▶ **PROBLEM TO SOLVE**: Please collect and copy out every line in the material below that contains the word "tree", matching case exactly.

▶ **MATERIAL PROVIDED**:
-- begin --

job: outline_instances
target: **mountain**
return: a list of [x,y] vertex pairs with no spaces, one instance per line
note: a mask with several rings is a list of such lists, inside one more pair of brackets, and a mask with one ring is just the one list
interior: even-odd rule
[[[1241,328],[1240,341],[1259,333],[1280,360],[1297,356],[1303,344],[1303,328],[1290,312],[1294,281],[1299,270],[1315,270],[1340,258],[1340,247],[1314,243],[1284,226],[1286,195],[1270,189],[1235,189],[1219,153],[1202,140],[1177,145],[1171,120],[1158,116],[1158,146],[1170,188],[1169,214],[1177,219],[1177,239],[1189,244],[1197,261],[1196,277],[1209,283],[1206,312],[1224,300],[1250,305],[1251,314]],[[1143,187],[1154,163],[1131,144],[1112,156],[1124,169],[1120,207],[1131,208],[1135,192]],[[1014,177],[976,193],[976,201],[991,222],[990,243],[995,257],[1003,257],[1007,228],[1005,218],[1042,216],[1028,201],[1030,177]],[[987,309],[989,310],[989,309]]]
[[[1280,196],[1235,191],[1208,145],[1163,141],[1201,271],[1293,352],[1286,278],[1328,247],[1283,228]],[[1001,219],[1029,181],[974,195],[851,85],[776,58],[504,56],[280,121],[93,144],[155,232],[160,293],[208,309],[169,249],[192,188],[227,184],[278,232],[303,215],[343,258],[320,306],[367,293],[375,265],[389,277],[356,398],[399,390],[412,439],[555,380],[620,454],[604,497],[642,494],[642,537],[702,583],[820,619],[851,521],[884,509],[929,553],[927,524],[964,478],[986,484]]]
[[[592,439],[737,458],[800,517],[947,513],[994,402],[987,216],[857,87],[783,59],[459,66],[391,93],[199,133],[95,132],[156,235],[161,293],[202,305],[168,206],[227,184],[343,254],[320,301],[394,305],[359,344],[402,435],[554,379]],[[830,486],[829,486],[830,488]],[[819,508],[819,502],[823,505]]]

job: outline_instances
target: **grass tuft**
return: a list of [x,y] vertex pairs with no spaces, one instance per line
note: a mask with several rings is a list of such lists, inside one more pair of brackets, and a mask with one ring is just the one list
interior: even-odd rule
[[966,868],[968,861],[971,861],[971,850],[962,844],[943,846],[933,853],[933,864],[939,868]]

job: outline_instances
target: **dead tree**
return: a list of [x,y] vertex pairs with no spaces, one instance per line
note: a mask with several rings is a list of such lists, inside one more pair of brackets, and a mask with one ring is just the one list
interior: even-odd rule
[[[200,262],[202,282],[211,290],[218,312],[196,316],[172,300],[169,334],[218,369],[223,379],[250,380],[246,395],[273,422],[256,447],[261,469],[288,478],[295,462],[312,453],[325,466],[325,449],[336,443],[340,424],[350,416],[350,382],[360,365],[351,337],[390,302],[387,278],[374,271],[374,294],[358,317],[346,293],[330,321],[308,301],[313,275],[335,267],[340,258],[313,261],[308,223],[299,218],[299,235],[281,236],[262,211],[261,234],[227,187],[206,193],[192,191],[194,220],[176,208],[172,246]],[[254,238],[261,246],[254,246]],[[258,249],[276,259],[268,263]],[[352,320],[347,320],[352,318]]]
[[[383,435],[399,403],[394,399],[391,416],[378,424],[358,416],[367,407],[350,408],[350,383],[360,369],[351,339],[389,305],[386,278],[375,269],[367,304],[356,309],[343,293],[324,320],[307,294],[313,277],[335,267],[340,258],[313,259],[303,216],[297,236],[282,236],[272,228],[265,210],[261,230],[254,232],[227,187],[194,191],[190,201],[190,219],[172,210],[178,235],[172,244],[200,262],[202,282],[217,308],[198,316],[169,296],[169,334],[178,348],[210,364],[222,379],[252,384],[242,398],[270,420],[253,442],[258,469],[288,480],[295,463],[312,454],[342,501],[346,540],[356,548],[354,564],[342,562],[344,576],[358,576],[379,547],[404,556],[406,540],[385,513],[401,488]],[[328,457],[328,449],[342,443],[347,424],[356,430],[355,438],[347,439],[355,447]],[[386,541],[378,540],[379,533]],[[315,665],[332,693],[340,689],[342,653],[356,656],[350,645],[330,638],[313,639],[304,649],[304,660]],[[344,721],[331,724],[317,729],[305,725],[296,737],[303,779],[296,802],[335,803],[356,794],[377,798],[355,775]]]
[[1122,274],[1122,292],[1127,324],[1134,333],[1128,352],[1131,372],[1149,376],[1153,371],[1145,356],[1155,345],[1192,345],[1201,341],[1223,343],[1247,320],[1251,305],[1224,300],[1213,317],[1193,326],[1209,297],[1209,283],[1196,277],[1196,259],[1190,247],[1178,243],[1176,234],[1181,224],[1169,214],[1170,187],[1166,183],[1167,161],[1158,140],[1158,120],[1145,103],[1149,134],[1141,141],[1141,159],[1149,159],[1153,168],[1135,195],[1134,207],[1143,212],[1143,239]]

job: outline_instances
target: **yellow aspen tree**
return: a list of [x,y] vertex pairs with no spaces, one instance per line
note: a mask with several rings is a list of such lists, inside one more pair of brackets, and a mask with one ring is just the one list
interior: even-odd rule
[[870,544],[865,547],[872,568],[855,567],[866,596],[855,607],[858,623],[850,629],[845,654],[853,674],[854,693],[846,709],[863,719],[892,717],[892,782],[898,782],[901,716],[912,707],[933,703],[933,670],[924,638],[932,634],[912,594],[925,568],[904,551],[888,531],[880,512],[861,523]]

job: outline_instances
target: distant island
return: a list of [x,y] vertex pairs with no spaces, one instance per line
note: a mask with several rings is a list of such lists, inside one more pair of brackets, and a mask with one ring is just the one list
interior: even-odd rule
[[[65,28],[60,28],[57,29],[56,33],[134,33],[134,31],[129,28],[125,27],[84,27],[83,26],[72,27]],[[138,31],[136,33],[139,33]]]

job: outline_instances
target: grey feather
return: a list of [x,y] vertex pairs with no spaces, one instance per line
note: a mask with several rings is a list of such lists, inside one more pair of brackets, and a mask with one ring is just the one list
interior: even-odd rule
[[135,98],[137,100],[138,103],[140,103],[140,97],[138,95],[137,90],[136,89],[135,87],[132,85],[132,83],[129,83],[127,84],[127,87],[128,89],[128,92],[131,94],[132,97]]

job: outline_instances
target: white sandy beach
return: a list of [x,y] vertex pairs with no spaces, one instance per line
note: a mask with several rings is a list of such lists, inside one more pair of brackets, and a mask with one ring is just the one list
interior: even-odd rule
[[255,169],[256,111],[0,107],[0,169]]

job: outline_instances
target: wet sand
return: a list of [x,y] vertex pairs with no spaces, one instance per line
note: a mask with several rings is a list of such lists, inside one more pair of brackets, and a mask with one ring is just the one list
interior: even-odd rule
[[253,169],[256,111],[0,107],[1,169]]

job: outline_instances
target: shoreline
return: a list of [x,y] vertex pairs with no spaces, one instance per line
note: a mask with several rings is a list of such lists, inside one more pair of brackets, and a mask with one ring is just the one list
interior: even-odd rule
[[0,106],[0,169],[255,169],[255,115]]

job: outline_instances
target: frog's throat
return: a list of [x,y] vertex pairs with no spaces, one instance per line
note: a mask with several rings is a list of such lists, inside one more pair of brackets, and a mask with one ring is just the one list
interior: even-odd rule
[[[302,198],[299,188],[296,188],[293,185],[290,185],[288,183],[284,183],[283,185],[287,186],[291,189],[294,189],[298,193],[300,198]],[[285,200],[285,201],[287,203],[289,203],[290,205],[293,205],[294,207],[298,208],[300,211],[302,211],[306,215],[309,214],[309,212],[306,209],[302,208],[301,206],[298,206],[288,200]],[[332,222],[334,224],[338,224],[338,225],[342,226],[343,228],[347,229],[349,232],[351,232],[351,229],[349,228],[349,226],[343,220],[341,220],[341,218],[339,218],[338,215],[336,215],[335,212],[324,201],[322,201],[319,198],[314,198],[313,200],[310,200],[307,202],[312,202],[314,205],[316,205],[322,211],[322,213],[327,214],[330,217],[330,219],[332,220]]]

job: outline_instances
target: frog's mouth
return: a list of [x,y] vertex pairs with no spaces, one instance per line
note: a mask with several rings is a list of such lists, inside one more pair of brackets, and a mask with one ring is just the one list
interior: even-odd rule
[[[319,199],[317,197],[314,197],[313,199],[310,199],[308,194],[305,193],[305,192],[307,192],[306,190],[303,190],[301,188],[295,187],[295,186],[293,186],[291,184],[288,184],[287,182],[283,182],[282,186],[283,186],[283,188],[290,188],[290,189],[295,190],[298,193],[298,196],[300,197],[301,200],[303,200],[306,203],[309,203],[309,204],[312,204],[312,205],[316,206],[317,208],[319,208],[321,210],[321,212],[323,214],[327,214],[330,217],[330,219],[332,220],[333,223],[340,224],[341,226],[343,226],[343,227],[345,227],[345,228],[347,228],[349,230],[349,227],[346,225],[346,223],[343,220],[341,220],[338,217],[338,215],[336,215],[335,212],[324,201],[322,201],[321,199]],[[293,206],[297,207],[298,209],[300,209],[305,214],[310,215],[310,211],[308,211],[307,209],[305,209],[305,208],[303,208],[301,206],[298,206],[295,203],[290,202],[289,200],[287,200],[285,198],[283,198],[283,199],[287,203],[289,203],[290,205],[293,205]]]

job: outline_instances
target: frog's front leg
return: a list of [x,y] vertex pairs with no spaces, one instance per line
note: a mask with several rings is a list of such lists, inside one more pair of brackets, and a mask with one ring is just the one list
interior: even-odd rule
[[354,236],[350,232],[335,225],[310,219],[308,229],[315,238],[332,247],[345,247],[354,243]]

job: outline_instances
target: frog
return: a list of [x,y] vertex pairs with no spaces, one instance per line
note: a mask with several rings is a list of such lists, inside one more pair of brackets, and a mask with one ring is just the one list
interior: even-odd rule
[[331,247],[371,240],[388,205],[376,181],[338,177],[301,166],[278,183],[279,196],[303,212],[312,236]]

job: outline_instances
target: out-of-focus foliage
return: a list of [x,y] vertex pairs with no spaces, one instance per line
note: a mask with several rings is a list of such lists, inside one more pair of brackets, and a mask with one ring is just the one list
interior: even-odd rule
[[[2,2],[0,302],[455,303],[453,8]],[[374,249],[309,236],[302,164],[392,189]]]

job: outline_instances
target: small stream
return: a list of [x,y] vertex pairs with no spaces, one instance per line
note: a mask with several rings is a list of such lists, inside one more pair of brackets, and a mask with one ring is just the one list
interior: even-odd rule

-- end --
-- begin --

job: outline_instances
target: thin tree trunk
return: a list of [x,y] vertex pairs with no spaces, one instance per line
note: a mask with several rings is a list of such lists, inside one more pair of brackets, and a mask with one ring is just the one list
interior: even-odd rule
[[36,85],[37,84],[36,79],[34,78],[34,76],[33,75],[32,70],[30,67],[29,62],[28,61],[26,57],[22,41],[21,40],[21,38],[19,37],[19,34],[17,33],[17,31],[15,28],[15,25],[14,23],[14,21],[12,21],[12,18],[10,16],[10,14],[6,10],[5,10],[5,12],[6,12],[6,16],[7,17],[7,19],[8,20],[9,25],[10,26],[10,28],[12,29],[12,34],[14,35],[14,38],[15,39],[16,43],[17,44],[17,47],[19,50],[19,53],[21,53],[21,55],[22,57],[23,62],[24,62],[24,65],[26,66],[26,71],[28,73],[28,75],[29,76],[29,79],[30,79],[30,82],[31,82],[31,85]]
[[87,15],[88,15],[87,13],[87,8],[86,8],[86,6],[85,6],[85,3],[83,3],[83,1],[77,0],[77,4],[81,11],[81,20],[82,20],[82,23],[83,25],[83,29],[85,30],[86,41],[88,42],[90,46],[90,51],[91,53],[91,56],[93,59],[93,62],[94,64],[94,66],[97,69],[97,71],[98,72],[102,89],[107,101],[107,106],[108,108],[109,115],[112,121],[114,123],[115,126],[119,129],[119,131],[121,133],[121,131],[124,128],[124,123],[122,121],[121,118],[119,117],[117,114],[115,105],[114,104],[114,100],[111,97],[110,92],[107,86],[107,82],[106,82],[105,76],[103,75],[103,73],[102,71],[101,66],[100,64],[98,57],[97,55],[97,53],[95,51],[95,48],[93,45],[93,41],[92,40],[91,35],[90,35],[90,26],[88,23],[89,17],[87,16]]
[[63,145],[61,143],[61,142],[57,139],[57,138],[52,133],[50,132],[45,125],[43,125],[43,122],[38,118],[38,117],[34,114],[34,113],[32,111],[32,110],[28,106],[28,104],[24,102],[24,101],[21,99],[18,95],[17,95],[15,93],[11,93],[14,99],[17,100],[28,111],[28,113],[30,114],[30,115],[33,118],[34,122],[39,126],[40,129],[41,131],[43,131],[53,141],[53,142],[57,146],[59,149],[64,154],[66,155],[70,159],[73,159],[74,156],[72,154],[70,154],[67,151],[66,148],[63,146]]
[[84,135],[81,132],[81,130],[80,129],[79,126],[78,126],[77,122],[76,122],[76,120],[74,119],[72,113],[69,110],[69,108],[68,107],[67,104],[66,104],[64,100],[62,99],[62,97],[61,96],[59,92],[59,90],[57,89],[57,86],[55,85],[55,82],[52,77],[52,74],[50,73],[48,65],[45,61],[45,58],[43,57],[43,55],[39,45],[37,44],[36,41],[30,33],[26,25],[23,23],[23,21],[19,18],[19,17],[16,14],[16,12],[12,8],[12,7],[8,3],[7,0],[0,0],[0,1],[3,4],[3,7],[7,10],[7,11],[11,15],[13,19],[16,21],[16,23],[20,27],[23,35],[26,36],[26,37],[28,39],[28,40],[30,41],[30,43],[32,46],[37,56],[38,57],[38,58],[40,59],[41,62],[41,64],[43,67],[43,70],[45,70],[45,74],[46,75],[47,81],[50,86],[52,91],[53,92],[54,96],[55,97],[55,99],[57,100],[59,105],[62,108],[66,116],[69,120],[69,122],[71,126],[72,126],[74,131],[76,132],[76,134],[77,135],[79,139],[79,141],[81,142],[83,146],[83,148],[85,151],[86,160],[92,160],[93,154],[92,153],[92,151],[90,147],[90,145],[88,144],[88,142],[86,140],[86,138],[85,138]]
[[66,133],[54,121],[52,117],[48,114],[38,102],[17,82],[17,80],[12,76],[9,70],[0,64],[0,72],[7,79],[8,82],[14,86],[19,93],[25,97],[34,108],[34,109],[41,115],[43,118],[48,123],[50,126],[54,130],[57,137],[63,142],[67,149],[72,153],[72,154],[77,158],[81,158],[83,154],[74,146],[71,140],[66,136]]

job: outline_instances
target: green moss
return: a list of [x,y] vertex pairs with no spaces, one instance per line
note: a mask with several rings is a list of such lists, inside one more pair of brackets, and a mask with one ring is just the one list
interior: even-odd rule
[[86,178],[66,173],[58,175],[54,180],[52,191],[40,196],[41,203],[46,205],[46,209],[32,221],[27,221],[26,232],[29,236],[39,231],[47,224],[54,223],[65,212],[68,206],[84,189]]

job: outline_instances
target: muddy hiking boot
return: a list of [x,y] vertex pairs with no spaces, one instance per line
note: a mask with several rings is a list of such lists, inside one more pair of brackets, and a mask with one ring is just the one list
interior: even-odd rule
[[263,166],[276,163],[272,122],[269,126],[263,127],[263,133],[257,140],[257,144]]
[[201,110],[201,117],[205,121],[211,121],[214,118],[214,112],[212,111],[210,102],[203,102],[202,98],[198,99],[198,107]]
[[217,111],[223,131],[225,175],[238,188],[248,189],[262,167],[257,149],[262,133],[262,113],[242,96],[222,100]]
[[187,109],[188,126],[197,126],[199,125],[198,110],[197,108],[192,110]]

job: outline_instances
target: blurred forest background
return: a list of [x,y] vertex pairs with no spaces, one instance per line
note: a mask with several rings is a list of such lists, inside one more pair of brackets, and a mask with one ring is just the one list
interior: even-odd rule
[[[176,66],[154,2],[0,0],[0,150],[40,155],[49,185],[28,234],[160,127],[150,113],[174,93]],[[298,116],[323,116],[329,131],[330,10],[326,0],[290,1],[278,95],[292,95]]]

-- end --

▶ **SOLVED EXERCISE**:
target: **dead tree**
target: **yellow aspen tree**
target: thin tree trunk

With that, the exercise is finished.